Aufgabenstellung
Führen Sie den Forenthread über die Suche nach der Bikerin vom Schaumberg dort weiter, wo er aufhört.

Textauszug
__________________________________________________

# Heute gesehen, aber wer bist du?



## Titanbein1302 (12. März 2011)

hallo, ich habe heute gegen 15:00 auf dem Schaumberg in Tholey ne Bikerin gesehen. Groß, schwarzes langes Haar. Mit einem Epic oder Stumpi, könnte sogar ein S-Works gewesen sein.
Sie hatte ein Lilanes Oberteil an, und ne schwarze 3/4 Hose.
Als ich losgefahren bin, war sie hinter mir und hat sich ned abschütteln lassen.
Sie bog dannRichtung theley ab und ich Depp habe sie nicht angesprochen.....

Vielleicht kann mir jemand helfen, und kennst sie oder sie ist auch hier!!!!!!!

gruss


----------



## Klausoleum (12. März 2011)

) Sowas hab ich auch noch nicht gesehen... 

Wünsch dir Glück... 
Stell doch mal ein Bild von dir rein, damit Sie sieht, aus was sie sich ggf einlässt,^^ oder es hilft Ihr, sich zum posten zu entscheiden  ;-)


----------



## MTB-News.de




----------



## Tobilas (12. März 2011)

Frühlingsgefühle


----------



## Laktatbolzen (12. März 2011)

wünsch Dir viel Erfolg....


----------



## popeye_mzg (13. März 2011)

Titanbein1302 schrieb:


> hallo, ich habe heute gegen 15:00 auf dem Schaumberg in Tholey ne Bikerin gesehen. Groß, schwarzes langes Haar. Mit einem Epic oder Stumpi, könnte sogar ein S-Works gewesen sein.
> Sie hatte ein Lilanes Oberteil an, und ne schwarze 3/4 Hose.
> Als ich losgefahren bin, war sie hinter mir und hat sich ned abschütteln lassen.
> Sie bog dannRichtung theley ab und ich Depp habe sie nicht angesprochen.....
> ...



Sicher ? 









Nix für Ungut. Späßle gemacht. Viel Erfolg bei der Suche ....


----------



## Schlammspritzer (13. März 2011)

Titanbein1302 schrieb:


> Als ich losgefahren bin, war sie hinter mir und hat sich ned abschütteln lassen.




....Ja.ja... so geht das..... erst abschütteln wollen und dann hinterherweinen....

....Zum Glück hab ich das längst hinter mir...

.....trotzdem wünsch ich dir viel Erfolg..


----------



## IcaroZero (13. März 2011)

Hehe! Ich hab so den Eindruck, dass es die Tage zu einem vermehrten Bikeraufkommen am Schaumberg kommen wird, weil alle die Dame suchen


----------



## amg 2 (13. März 2011)

__________________________________________________

Aufgeführte Daten
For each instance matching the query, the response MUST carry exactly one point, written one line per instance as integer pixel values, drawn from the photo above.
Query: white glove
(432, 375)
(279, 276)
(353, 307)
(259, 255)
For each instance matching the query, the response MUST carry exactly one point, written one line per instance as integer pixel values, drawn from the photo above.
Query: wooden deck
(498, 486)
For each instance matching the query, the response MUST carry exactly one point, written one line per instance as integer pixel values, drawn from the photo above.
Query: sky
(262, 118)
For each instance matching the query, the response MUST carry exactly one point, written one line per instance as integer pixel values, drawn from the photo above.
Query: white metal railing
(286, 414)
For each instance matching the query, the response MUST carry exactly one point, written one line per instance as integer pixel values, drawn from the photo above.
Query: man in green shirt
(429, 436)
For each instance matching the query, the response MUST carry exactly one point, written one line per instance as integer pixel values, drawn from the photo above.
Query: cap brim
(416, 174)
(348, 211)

__________________________________________________

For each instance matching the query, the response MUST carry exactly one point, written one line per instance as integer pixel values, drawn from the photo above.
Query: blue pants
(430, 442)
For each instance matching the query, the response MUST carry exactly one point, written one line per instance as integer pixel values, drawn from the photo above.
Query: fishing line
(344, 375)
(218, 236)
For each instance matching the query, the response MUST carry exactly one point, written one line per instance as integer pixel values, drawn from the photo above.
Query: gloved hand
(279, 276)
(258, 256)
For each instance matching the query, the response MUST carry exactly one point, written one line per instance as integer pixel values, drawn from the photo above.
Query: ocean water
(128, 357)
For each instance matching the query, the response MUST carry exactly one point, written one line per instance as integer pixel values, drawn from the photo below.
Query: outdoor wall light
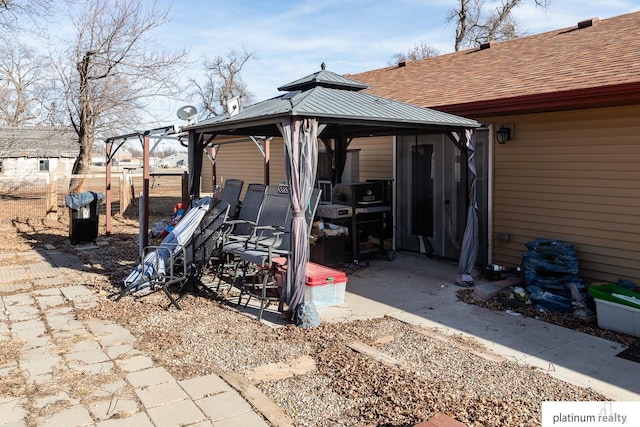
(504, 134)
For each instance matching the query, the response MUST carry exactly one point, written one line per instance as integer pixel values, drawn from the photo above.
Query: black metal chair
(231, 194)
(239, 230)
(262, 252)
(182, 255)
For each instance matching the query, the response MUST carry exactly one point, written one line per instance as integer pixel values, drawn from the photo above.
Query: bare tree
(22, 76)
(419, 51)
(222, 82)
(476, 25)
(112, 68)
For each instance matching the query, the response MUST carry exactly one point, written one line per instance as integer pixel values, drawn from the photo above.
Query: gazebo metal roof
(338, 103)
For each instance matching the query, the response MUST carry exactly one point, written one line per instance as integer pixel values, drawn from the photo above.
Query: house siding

__________________________________________________

Lösung
häste mal ein bischen langsamer gemacht..........


----------



## Titanbein1302 (13. März 2011)

Hatte ich ja, wgwn scheiß bereifung vorne 

menno,.............egal, der Sommer kommt ja erschd


----------



## amg 2 (13. März 2011)

las mich raten , am nächsten wochenende biste am schaumberg unterwegs.....


----------



## Tobilas (13. März 2011)

http://www.mtb-news.de/forum/showthread.php?t=356725&page=118


Klausoleum schrieb:


> Hab eben mal nachgesehen,
> der Schaumberg ist auch nur 25km von Heusweiler entfernt. Anreise über Wald und Feldwegen... und ca 500Hm...
> 
> Ist doch gar nicht mal soo weit



LOL, let's go Sternfahrt !!!!!!


----------



## MTB-News.de




----------



## DeLocke (13. März 2011)

Also ich bin ja sehr oft am Schaumberg unterwegs, aber diese Person hab ich noch nie gesehen?!?


----------



## Klinger (14. März 2011)

Halluzinationen wegen Sauerstoffmangel vielleicht?


----------



## AMfaenger2010 (14. März 2011)

Am besten mal im "ladies only" Bereich posten!? 
Gutes Gelingen!


----------



## DeLocke (20. April 2011)

Und biste schon fündig geworden?


----------



## chickendestroye (2. Mai 2011)

Also, ich würde da eine junge Dame kennen, auf welche diese Beschreibung genau zutreffen würde. Sie wohnt in unmittelbarer Nähe des Schaumberges, hat dunkle lange Haare, ein lila Oberteil, eine 3/4 Hose, fährt ein EPIC und ist................verheiratet und hat 3 Kinder.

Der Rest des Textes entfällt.